TEXT SEGMENT:
━━━━━━

The person would probably not know what I am talking about.
But that is exactly the point. You can have the weather in high resolution or low resolution. If the bad weather is coming, it is still bad weather.
There is something about older things that I like aesthetically. Not everything old is better, of course. But old cars, for example. My Mercedes is actually not old enough for my taste. It is 23 years old, made in the 21st century. In my world, that is a modern car. Before that I drove a car from 1991, so there was a big gap in comfort and technology.
The Mayor understood this because he drives an old BMW. He said it is beautifully made from steel. It may not have an MP3 player, and some systems are outdated, but it is solid. It gets him from A to B. That is what it needs to do.
I feel the same. A car does not need to be connected to everything. It needs to drive. It needs to have character. It needs to be comfortable. And if you let the car drive, instead of forcing it, it can also be quite efficient.
This is maybe one of the forgotten lessons.
Not everything needs to be optimised. Not everything needs to be updated. Not everything needs to be connected. Some things just need to work. Some things need to have style. Some things need to carry memory.
During the conversation, we also drifted into politics, as we often do. The Mayor and I can start with Garbage and end up with Brexit, Trump, Germany, France, local politics, national politics, and the strange question of what has happened to respect. We talked about how complicated everything has become, how people contradict themselves, how ideals meet reality, and how politics without respect becomes only noise.
But the important part was not which opinion belonged to whom. The important part was maybe this: even in politics, perhaps we have forgotten how to speak with people we disagree with. We have forgotten patience. We have forgotten proportion. We have forgotten that the opponent is still a person.
And perhaps that connects back to play.

━━━━━━

JOB:
Extend the reflection on old cars, politics, and respect, picking up right after its closing sentence about play.

Entries from a point annotation set:
━━━━━━

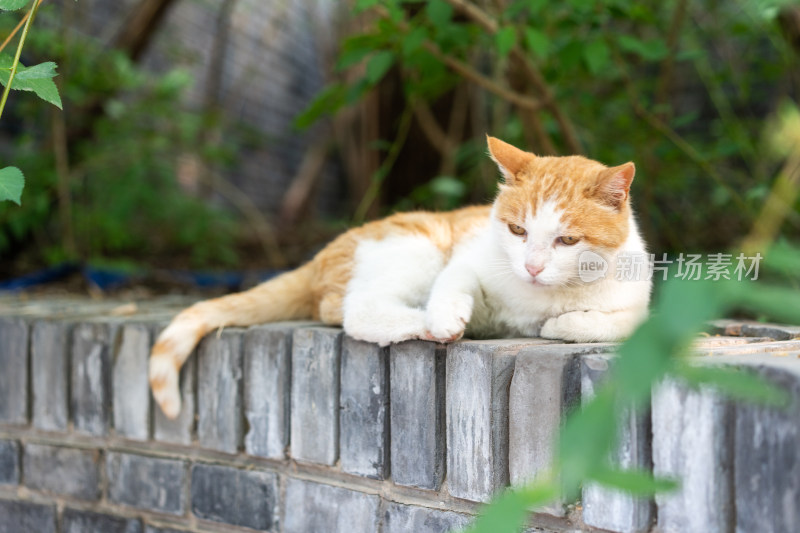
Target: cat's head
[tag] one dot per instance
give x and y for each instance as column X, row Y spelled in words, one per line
column 552, row 209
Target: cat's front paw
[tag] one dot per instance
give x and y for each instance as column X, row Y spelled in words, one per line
column 562, row 327
column 446, row 320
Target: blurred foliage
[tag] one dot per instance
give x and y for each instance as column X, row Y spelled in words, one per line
column 680, row 88
column 37, row 79
column 126, row 200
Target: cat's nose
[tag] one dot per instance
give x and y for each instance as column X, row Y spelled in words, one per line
column 534, row 270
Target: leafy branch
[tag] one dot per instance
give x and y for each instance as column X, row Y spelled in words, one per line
column 37, row 79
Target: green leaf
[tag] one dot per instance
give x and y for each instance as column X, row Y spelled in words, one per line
column 509, row 511
column 43, row 87
column 379, row 65
column 413, row 41
column 635, row 482
column 537, row 42
column 13, row 5
column 37, row 72
column 596, row 55
column 448, row 186
column 363, row 5
column 439, row 12
column 12, row 181
column 652, row 50
column 736, row 383
column 328, row 100
column 505, row 40
column 351, row 57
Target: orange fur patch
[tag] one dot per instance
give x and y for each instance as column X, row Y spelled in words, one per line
column 577, row 186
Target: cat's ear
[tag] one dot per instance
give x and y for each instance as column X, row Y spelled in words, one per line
column 510, row 159
column 614, row 184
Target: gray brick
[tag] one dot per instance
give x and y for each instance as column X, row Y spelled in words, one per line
column 77, row 521
column 14, row 377
column 27, row 517
column 691, row 442
column 91, row 378
column 478, row 378
column 746, row 328
column 245, row 498
column 219, row 392
column 316, row 508
column 316, row 356
column 364, row 415
column 64, row 471
column 417, row 399
column 9, row 462
column 399, row 518
column 767, row 464
column 267, row 379
column 50, row 374
column 180, row 430
column 131, row 392
column 545, row 386
column 607, row 508
column 151, row 529
column 146, row 482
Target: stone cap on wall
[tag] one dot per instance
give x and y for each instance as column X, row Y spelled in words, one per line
column 296, row 427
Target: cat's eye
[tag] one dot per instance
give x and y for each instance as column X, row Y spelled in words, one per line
column 517, row 230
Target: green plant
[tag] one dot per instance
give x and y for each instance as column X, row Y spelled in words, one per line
column 608, row 79
column 111, row 184
column 37, row 79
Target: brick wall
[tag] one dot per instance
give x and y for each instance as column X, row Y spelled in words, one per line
column 295, row 427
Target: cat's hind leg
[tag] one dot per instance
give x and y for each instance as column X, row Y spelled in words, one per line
column 385, row 298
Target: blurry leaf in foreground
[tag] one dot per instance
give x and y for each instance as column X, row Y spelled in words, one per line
column 597, row 56
column 784, row 130
column 448, row 186
column 635, row 482
column 11, row 184
column 378, row 65
column 13, row 5
column 510, row 510
column 537, row 42
column 784, row 258
column 735, row 383
column 505, row 40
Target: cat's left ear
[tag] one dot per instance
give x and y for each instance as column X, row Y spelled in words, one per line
column 510, row 159
column 614, row 184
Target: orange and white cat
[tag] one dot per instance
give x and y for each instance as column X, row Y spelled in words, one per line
column 509, row 269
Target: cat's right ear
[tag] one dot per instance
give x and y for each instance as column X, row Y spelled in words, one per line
column 510, row 159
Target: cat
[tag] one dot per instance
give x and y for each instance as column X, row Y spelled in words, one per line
column 506, row 269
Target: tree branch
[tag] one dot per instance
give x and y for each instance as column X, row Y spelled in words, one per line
column 488, row 23
column 487, row 83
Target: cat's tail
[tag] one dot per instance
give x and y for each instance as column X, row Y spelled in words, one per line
column 286, row 297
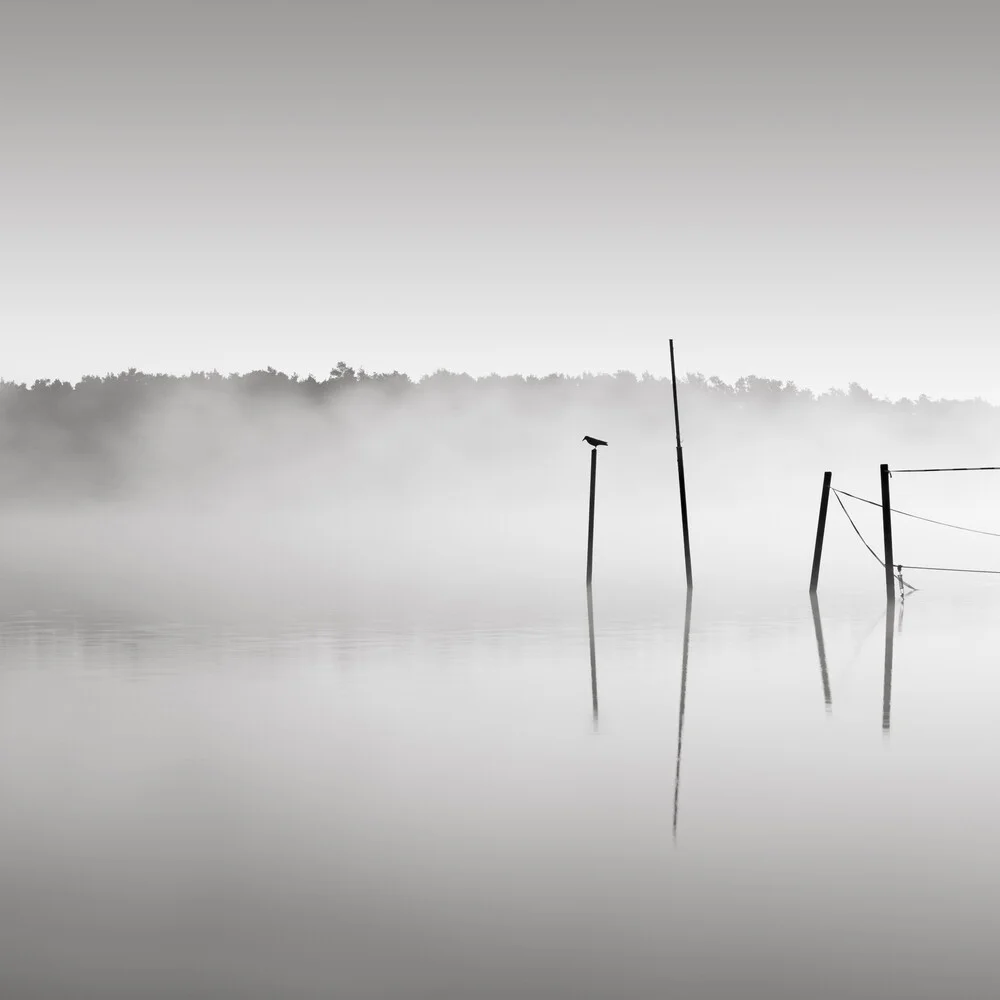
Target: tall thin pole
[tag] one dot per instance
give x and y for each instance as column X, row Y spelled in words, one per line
column 590, row 527
column 824, row 501
column 593, row 656
column 887, row 674
column 890, row 593
column 821, row 649
column 680, row 713
column 680, row 472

━━━━━━

RESPONSE TO THIS TASK:
Because play is not only fun. Play can loosen fixed identity. It can let us step out of our hardened roles. I am not only the technology person. I am not only the man with the old Mercedes. I am not only the Teletext user. I am not only the quiet person avoiding social media. I am also the person who, in a cartoon, somehow ends up as a backing singer for Garbage at The Piece Hall in Halifax.
And in that image, I am not foolish.
I am calm.
I am focused.
I look like someone who has discovered that breaking routine is not a workshop topic. It is a literal career move for one evening.
The Mayor said the strongest line in the cartoon was:
“Is Martin doing backing vocals for Garbage?”
“Yes, apparently he was breaking routine.”
That is exactly right.
Sometimes play is not about becoming childish. Sometimes it is about becoming more yourself. Sometimes it is about following a band across cities because the music carries your history. Sometimes it is arriving at the venue hours before the concert. Sometimes it is standing in the fifth row without earplugs. Sometimes it is driving an old car because it still feels real. Sometimes it is reading Teletext because the information is enough.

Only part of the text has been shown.